_Stated exercise_. Starting at the line of the data below that contains "on the colorful" and ending after the last line of the data, write out every line again. Offset each coordinate in the answers by adding 44, and leave all other lines and numbers as they are.

_Provided data_.
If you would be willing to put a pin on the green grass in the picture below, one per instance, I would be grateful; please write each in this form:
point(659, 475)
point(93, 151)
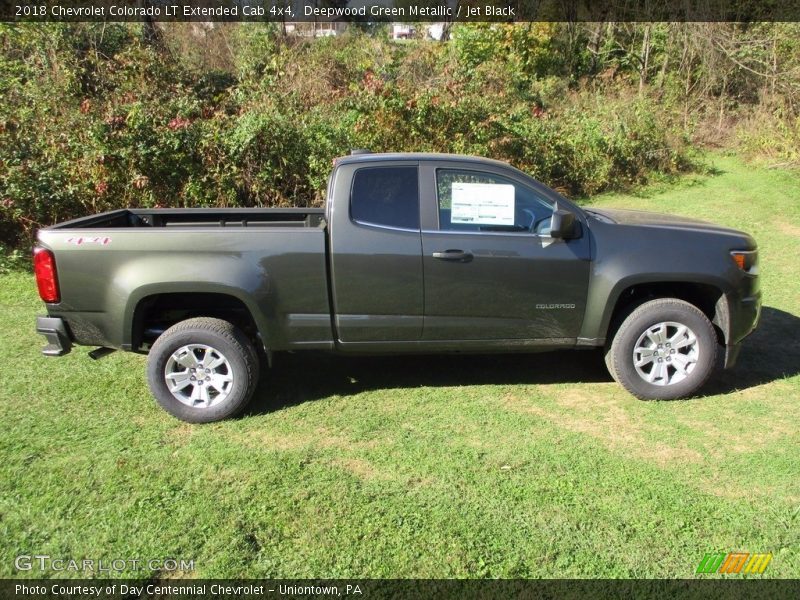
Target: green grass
point(506, 466)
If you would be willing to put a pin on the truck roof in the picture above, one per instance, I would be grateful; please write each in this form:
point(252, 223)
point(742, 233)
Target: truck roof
point(418, 156)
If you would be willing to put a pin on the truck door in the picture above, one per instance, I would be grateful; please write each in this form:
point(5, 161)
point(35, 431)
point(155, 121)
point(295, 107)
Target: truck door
point(376, 252)
point(491, 270)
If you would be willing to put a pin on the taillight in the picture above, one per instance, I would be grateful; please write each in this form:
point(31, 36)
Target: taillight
point(44, 266)
point(746, 260)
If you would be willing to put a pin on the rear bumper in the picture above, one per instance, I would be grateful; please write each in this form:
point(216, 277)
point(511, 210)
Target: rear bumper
point(745, 316)
point(57, 335)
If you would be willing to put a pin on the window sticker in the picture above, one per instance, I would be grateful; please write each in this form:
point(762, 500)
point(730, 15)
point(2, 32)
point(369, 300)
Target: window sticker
point(482, 204)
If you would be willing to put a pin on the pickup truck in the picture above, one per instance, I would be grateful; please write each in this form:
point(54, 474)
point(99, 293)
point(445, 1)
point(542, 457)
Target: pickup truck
point(421, 253)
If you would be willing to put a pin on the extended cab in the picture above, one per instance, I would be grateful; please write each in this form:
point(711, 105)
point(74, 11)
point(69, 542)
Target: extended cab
point(412, 253)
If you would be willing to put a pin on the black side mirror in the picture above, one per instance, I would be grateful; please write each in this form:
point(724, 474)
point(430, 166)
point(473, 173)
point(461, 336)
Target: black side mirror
point(563, 225)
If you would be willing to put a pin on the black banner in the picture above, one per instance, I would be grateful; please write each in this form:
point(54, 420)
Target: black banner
point(384, 11)
point(184, 589)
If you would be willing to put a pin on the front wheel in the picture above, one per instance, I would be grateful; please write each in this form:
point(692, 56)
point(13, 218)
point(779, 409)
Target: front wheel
point(202, 370)
point(665, 349)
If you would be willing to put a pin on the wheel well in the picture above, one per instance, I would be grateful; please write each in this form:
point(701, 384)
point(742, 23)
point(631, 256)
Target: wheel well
point(155, 314)
point(703, 296)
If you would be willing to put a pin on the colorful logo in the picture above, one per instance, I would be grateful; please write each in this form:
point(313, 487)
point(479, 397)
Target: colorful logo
point(734, 562)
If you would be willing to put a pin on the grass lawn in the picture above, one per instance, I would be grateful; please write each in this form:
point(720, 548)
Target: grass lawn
point(502, 466)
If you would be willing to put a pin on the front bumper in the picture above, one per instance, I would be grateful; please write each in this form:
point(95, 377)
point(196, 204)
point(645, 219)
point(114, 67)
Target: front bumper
point(57, 335)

_The solution_.
If you would be willing to put a pin on the colorful logo in the picture above, one per instance, I would be grateful; please write each in this form:
point(313, 487)
point(479, 397)
Target: colorful logo
point(778, 606)
If you would be willing to put a pin on the grass lawn in the picture above, one per instance, I would be grateful; please write each in this form:
point(720, 548)
Target: grass lawn
point(546, 510)
If you would be willing to put a pin on the front bumper in the picture above, one per instance, I would be grateful; please write each in this form:
point(95, 377)
point(196, 204)
point(645, 219)
point(114, 67)
Target: front bumper
point(101, 379)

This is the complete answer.